Your objective
Please recast the entries below as a numbered list without blank lines, from the line with "Call locate_point to put a point on the spectator" through the end of the entries, counting that first line too.

Records shown

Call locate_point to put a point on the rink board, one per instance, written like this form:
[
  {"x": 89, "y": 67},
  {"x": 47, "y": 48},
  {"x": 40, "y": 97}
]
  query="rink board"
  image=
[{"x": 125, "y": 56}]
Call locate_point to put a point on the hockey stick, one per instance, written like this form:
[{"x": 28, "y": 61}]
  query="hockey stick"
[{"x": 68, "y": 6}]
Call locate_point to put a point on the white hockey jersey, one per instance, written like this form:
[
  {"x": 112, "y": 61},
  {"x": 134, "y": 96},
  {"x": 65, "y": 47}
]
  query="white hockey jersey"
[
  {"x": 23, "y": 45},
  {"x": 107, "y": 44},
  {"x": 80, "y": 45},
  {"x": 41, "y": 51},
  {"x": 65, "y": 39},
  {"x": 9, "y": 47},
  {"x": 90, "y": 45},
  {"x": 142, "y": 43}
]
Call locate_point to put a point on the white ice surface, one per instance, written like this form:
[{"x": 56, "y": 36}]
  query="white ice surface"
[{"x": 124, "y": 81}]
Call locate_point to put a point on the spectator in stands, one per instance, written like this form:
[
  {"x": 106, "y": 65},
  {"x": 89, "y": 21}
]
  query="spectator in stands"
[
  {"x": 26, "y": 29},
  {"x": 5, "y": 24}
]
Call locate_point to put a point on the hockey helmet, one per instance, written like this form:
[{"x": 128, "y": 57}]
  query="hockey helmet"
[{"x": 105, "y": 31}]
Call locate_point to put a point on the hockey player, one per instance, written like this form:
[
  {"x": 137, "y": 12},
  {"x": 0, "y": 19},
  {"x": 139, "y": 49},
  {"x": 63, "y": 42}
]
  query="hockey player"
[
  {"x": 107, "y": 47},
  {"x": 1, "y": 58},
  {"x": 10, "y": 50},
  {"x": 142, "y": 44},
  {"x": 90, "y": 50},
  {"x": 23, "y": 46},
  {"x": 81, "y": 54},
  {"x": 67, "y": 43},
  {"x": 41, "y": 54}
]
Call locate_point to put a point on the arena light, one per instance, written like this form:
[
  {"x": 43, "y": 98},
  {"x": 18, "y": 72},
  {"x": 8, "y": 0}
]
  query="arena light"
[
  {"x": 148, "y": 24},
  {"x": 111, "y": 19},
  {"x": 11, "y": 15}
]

Exercise output
1. Call locate_point to put a point on the spectator in stands, one per instance, written like this form:
2. [
3.   {"x": 106, "y": 65},
4.   {"x": 89, "y": 21}
5. ]
6.   query="spectator in stands"
7. [
8.   {"x": 26, "y": 29},
9.   {"x": 5, "y": 24}
10. ]
11. Call locate_point to put a point on the hockey helmet, one per instance, written like this form:
12. [{"x": 128, "y": 57}]
13.   query="hockey helmet"
14. [{"x": 105, "y": 31}]
15. Call locate_point to put a point on the hockey player, one per instance, written like this form:
16. [
17.   {"x": 137, "y": 12},
18.   {"x": 0, "y": 19},
19.   {"x": 139, "y": 49},
20.   {"x": 63, "y": 42}
21. ]
22.   query="hockey player"
23. [
24.   {"x": 107, "y": 47},
25.   {"x": 1, "y": 58},
26.   {"x": 10, "y": 50},
27.   {"x": 142, "y": 44},
28.   {"x": 90, "y": 50},
29.   {"x": 23, "y": 46},
30.   {"x": 81, "y": 54},
31.   {"x": 67, "y": 43},
32.   {"x": 41, "y": 54}
33. ]
34. Call locate_point to put a point on the arena light, one per instance, written like this form:
35. [
36.   {"x": 43, "y": 98},
37.   {"x": 18, "y": 72},
38.   {"x": 8, "y": 0}
39. ]
40.   query="arena light"
41. [
42.   {"x": 148, "y": 24},
43.   {"x": 111, "y": 19},
44.   {"x": 11, "y": 15}
45. ]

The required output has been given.